INPUT DATA START

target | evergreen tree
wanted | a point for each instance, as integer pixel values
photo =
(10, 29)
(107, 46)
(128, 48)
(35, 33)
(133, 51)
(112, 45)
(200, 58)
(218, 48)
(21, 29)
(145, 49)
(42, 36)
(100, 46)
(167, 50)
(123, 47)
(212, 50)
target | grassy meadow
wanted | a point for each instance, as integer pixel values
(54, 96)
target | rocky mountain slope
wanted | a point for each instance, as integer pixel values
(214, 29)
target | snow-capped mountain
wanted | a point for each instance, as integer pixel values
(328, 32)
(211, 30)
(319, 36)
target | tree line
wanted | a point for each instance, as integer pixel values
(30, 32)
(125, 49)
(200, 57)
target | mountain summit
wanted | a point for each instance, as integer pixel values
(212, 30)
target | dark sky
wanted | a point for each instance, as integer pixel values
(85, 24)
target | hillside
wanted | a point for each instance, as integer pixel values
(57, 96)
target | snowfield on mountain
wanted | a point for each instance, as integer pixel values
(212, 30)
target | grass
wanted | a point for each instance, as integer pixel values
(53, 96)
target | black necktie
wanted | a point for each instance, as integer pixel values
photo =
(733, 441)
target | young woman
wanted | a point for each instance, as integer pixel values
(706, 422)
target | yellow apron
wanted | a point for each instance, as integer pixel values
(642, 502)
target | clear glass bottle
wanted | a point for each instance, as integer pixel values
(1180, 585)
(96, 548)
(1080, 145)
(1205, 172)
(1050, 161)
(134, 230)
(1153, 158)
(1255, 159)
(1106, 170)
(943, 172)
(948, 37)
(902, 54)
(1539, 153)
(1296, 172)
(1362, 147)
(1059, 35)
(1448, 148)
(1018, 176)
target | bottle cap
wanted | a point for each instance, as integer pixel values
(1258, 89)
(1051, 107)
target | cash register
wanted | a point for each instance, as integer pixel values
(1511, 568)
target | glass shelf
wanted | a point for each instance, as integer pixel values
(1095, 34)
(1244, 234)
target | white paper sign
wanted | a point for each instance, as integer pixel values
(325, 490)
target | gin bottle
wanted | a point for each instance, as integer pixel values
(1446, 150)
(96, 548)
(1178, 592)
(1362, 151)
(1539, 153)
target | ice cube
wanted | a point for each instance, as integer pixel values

INPUT DATA END

EXERCISE
Among the entries, find every line holding "glass" and return it.

RESULT BELOW
target | clear glass bottle
target | glass shelf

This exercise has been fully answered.